▶ **What to work on**
a - Using the Imprime PGG news release below, decide whether each statement agrees with it. Answer yes or no, and quote the words from the news release that settle it. (i) Imprime PGG binds to Fc gamma receptors as well as complement receptor 3 on human neutrophils and monocytes. (ii) FcγRIIA is one of several Fc gamma receptors with high affinity to the IgG2 subclass. (iii) The poster presentation is set for a morning session.
b - List every specific immune cell receptor named in the Imprime PGG news release below.

EAGAN, Minn.--(BUSINESS WIRE)--Biothera’s late stage cancer immunotherapy drug binds to multiple innate immune cell receptors to exert enhanced cytotoxicity against tumor cells. Researchers will present new data showing Imprime PGG® binds to Fc gamma receptors (FcγR) in addition to complement receptor 3 (CR3) on human neutrophils and monocytes at a Keystone Symposia on tumor immunology in Banff, Alberta, Canada.
“Expanding our understanding of the mechanism of action of Imprime PGG may lead to more effective applications of this technology for the benefit of patients,” said Jeremy Graff, Ph.D., Senior Vice President, Biothera Pharmaceutical Research.
Previous in vitro human studies have demonstrated that Imprime PGG forms an immune complex with endogenous anti-beta-glucan antibodies (ABA), immunoglobulin IgG or IgM that are commonly present in human serum, with concentration variations in subjects.
Biothera researchers hypothesized that binding of Imprime PGG – a carbohydrate – would correlate significantly to the IgG2 subclass of the anti-beta-glucan IgG antibodies. As FcγRIIA (CD32A) is the only Fc gamma receptor that has high affinity to the IgG2 subclass, Imprime PGG-ABA immune complex will cross-link CD32A, in addition to CR3. The results corroborated the hypotheses.
“CD32A is an activating Fc gamma receptor that lowers the threshold of immune activation,” said Dr. Graff. “We observed that Imprime PGG engages CD32A, resulting in enhanced functional activity in immune cells, such as increased phagocytosis by macrophages.”
The title of Biothera’s the Keystone Symposia poster (#2019) is, “Imprime PGG, a yeast β-glucan immunomodulator, can engage Fc gamma receptor (FcγR) in addition to complement receptor 3 (CR3) on human neutrophils and monocytes.” The poster presentation is scheduled for 7:30 pm – 10:00 pm on Tuesday, February 10.

Data items:
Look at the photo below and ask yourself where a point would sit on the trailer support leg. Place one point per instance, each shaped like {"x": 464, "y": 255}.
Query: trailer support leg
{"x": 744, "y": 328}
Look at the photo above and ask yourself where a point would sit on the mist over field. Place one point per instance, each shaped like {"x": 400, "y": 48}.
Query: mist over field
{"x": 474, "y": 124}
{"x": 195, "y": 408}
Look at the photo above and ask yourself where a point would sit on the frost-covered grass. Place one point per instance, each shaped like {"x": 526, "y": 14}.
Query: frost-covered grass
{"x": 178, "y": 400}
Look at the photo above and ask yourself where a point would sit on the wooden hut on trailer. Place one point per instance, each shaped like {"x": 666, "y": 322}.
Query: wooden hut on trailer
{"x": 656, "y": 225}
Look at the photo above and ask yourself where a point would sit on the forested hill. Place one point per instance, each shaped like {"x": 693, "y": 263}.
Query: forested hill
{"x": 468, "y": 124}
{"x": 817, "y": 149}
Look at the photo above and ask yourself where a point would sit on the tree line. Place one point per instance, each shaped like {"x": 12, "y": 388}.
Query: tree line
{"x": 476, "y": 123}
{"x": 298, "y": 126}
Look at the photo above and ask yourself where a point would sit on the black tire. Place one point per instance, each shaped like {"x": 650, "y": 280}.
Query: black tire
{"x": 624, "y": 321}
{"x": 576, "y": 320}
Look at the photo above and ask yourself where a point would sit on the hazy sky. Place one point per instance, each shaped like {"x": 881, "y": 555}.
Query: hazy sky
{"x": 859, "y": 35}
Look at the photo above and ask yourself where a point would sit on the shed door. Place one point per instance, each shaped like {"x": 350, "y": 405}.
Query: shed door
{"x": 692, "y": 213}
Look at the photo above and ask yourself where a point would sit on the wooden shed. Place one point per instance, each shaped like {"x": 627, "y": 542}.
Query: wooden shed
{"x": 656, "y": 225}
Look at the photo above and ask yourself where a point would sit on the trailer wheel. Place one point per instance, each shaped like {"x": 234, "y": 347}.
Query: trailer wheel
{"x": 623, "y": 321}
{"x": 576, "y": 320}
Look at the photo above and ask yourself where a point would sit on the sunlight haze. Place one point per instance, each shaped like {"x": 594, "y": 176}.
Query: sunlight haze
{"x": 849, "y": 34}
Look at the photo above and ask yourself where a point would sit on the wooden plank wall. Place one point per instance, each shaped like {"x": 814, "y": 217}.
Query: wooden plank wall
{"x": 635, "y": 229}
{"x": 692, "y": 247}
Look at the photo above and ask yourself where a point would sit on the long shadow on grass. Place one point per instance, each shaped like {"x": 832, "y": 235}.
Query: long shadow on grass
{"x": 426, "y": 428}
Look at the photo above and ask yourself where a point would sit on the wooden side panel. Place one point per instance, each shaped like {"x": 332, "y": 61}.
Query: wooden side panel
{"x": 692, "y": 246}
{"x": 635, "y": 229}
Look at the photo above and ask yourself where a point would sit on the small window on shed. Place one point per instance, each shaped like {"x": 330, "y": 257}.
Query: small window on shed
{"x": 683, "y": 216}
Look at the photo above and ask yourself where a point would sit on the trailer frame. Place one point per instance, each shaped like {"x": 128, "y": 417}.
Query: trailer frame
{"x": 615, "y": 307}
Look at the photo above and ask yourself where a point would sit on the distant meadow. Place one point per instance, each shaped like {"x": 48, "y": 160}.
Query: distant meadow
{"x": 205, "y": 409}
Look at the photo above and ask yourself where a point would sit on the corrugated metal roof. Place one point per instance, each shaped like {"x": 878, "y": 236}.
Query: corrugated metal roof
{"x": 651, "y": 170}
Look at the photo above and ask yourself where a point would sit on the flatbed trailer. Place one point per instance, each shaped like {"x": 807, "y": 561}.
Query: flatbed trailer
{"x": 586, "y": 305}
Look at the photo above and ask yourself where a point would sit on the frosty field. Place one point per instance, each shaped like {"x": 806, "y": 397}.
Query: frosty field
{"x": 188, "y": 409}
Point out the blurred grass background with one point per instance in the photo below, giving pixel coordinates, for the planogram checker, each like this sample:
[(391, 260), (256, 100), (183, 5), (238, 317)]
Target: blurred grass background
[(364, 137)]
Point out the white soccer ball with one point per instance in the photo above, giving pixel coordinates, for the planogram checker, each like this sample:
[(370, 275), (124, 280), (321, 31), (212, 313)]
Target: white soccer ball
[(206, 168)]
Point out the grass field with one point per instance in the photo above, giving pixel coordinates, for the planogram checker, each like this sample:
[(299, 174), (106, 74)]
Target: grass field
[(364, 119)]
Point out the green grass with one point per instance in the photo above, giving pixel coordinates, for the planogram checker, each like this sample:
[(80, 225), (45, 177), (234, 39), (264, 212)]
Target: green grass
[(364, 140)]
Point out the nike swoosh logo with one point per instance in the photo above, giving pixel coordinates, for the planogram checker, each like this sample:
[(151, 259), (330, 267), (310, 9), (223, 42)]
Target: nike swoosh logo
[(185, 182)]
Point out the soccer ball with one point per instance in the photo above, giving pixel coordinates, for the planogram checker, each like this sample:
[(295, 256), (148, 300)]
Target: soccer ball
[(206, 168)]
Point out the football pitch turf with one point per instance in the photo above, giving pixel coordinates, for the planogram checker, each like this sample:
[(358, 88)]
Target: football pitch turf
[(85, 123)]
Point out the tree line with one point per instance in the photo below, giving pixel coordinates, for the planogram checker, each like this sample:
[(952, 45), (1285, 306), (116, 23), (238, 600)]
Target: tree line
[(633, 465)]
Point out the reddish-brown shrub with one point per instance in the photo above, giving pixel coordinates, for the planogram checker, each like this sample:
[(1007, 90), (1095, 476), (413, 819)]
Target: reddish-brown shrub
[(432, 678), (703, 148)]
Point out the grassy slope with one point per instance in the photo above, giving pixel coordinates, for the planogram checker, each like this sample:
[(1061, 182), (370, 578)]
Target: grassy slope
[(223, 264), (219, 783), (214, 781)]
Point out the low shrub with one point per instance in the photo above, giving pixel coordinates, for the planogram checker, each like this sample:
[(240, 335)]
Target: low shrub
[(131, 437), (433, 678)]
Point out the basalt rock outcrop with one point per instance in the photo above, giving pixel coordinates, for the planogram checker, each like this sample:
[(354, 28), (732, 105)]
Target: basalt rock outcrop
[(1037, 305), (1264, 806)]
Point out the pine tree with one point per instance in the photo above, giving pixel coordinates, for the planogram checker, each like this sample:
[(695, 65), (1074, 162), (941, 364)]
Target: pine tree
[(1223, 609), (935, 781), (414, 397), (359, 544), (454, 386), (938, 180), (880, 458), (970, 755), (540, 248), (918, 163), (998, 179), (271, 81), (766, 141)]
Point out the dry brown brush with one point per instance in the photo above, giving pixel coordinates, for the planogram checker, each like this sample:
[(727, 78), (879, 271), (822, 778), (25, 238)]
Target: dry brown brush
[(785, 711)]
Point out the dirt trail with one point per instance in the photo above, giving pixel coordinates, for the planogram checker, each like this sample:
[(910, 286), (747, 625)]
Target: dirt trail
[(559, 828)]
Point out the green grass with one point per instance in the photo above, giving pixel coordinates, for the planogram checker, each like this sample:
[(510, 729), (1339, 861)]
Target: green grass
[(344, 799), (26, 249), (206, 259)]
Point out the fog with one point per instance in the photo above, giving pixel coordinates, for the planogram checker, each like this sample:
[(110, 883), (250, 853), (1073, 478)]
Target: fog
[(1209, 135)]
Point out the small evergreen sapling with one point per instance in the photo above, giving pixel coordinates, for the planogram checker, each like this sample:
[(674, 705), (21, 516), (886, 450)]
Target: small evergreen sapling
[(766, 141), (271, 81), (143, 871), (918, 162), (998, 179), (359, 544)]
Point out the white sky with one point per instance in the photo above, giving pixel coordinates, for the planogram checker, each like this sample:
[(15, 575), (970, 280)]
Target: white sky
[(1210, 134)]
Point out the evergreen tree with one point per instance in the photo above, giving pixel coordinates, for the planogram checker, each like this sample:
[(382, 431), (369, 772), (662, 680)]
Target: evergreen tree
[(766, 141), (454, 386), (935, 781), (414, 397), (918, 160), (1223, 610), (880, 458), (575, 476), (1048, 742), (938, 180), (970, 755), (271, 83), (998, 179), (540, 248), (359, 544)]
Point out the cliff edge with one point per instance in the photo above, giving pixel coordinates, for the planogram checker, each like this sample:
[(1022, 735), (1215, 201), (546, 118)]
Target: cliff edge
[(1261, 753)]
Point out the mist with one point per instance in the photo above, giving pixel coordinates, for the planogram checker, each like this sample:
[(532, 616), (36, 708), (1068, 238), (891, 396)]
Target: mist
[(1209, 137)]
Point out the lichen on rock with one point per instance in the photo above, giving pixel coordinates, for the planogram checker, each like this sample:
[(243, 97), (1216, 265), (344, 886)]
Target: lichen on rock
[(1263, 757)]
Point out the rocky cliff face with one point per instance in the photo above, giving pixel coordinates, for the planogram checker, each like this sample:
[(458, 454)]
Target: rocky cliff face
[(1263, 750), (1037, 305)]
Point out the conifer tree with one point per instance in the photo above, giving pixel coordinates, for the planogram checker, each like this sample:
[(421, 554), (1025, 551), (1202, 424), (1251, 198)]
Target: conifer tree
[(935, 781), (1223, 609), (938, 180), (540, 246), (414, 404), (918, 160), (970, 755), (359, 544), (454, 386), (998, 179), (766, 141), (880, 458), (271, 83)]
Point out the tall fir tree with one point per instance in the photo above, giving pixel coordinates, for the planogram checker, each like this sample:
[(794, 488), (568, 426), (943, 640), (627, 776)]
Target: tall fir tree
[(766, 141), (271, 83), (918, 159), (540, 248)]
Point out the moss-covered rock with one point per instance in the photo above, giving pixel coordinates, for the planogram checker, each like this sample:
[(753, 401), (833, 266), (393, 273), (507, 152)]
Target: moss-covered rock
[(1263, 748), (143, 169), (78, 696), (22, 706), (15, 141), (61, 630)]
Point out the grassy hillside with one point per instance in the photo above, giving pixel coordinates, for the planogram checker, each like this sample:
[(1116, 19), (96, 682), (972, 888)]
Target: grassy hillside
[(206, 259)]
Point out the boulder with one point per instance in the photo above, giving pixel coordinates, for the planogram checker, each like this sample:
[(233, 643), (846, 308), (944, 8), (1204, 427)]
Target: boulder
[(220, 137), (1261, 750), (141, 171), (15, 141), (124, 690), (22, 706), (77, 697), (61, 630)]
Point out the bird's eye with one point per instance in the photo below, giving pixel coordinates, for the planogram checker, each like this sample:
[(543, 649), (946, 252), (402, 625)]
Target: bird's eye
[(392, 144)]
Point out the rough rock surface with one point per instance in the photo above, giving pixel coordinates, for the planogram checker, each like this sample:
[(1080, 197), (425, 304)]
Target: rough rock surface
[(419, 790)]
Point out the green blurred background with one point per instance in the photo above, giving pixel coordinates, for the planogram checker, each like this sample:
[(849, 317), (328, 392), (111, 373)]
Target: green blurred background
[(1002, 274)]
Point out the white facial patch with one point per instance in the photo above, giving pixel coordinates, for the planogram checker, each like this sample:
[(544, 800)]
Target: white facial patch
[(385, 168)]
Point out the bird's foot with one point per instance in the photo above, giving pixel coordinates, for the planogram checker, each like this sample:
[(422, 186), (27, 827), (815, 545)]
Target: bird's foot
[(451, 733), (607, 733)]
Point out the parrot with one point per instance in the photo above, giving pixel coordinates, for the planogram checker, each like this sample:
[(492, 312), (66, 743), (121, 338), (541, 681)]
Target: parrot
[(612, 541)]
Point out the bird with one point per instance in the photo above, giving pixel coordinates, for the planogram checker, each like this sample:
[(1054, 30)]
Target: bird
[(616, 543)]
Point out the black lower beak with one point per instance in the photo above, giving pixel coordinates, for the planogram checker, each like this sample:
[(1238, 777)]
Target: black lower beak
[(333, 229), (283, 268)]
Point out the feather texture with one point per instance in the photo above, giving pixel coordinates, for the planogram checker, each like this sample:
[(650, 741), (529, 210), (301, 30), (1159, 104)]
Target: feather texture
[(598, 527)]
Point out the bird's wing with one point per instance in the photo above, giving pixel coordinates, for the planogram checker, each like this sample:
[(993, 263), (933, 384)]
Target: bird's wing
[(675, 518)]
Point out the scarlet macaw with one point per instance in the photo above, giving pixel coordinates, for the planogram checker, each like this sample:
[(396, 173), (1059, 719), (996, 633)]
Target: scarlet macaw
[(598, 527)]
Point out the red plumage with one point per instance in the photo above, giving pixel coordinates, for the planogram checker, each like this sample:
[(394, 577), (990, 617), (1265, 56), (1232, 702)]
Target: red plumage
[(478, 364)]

▶ **Results for each task**
a -
(i) Yes: "Imprime PGG® binds to Fc gamma receptors (FcγR) in addition to complement receptor 3 (CR3) on human neutrophils and monocytes"
(ii) No: "FcγRIIA (CD32A) is the only Fc gamma receptor that has high affinity to the IgG2 subclass"
(iii) No: "The poster presentation is scheduled for 7:30 pm – 10:00 pm on Tuesday, February 10."

b -
Fc gamma receptors (FcγR)
Complement receptor 3 (CR3)
FcγRIIA (CD32A)